Même si on ne le fait pas pour les mêmes raisons, et peut-être pas de la même façon, dans les deux approches, on gagne en qualité et en puissance quand les propositions sont validées. Les (bons) MJ assurent naturellement ce ping-pong, que ce soit en reformulant ce qu’a dit la joueuse, en enrichissant la description, en faisant réagir le décor ou les figurants à ce qui se joue, ou en validant d’un ok, ou ça va, ou très bien en meta… Alors que les joueuses le font beaucoup plus rarement, même dans des jeux sans MJ.

De mon côté, je sais que je pratique énormément le hochement de tête (qui ne passe pas si bien sur hangout, soyons honnêtes) et le commentaire meta. Mais j’aimerais arriver à assurer ce ping-pong aussi dans la fiction, comme certains Best Gamers Number One que je fréquente.

Bref, jouer l’impact s’apparente pour moi à cette validation : je termine le mouvement amorcé par l’autre joueuse. En termes grammaticaux, en jouant l’impact je crois que je conclus la phrase commencée par l’autre joueuse ou meneuse.

 

2. Character versus character

Cette validation, notamment en jouant l’impact, c’est aussi une façon de signaler ok on joue ça à l’autre joueuse ou MJ. Et cela m’est très précieux pour les conflits entre personnages, qu’ils soient physiques ou psychologiques.

Je me rends compte que je suis assez mal à l’aise avec le PvP (player versus player) alors que j’adore le CvC (character versus character). La différence que je fais entre les deux modes, c’est que tant que nous restons dans le roleplay, la pure fiction, il est évident pour moi qu’il ne s’agit que d’une mise en scène à laquelle nous contribuons à deux (ou plus). L’autre joueuse peut réagir comme elle le souhaite à l’agression que produit mon PJ. C’est elle qui choisit l’impact que l’agression produit sur son PJ.
--- --- ---
Consigne: Recopiez le passage de l'extrait sur le jeu de rôle, depuis « De mon côté, je » jusqu'à « physiques ou psychologiques. » inclus.
--- --- ---
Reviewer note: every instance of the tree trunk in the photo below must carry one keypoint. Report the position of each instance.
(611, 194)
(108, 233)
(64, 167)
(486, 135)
--- --- ---
Réponse complète:
De mon côté, je sais que je pratique énormément le hochement de tête (qui ne passe pas si bien sur hangout, soyons honnêtes) et le commentaire meta. Mais j’aimerais arriver à assurer ce ping-pong aussi dans la fiction, comme certains Best Gamers Number One que je fréquente.

Bref, jouer l’impact s’apparente pour moi à cette validation : je termine le mouvement amorcé par l’autre joueuse. En termes grammaticaux, en jouant l’impact je crois que je conclus la phrase commencée par l’autre joueuse ou meneuse.

 

2. Character versus character

Cette validation, notamment en jouant l’impact, c’est aussi une façon de signaler ok on joue ça à l’autre joueuse ou MJ. Et cela m’est très précieux pour les conflits entre personnages, qu’ils soient physiques ou psychologiques.